■ Data entries
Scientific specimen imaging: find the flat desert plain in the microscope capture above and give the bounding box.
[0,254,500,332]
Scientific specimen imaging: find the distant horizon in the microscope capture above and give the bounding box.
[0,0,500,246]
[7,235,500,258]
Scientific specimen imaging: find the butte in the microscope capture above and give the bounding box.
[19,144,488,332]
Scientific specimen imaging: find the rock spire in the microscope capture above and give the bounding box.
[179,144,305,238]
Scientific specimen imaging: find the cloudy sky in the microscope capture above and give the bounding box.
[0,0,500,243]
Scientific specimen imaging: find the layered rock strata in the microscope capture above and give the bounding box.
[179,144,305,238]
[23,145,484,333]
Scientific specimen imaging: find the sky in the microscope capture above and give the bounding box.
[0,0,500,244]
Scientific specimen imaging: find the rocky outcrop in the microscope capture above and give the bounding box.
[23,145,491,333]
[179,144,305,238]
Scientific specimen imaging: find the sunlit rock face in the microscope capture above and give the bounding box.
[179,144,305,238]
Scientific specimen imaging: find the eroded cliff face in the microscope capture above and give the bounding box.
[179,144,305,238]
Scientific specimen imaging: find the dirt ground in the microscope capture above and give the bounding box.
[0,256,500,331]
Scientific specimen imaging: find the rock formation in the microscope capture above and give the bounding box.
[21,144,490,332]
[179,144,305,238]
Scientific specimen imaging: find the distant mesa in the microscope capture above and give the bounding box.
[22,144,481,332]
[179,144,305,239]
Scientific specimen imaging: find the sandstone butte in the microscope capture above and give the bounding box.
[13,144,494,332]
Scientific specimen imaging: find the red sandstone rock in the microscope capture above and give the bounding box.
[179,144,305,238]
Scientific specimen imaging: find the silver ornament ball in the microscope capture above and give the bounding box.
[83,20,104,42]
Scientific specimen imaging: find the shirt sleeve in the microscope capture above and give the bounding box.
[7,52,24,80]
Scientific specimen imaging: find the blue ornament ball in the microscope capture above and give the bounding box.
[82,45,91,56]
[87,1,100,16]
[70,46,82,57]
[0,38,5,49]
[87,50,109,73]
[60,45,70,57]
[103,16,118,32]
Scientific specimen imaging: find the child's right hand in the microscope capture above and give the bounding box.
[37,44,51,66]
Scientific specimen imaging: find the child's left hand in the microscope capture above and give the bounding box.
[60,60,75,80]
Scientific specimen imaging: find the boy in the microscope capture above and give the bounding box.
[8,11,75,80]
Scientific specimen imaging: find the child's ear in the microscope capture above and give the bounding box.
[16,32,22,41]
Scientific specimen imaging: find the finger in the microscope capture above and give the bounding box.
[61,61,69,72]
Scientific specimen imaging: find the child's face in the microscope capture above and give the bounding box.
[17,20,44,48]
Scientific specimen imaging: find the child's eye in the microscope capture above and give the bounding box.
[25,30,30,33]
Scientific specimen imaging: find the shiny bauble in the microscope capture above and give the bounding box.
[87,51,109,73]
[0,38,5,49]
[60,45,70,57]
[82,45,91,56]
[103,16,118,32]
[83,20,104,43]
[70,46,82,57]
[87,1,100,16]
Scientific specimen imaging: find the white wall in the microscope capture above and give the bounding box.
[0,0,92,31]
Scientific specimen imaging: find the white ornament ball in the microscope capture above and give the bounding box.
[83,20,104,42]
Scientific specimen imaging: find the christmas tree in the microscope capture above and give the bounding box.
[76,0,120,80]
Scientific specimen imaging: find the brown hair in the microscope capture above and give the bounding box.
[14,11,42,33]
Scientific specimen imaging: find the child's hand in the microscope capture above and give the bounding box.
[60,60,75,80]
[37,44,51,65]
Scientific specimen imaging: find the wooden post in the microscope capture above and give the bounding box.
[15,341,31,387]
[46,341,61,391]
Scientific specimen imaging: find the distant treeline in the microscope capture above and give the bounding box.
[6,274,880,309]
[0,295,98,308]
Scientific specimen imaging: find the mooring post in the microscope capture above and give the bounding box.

■ Exercise requirements
Select and copy every line of the listing above that contains the word "post". Case counts.

■ Answer to the task
Scientific specimen imaging: find the wooden post in the microscope capture above and give the bounding box.
Scientific specimen imaging: find the mooring post in the microscope capture above and give the bounding box.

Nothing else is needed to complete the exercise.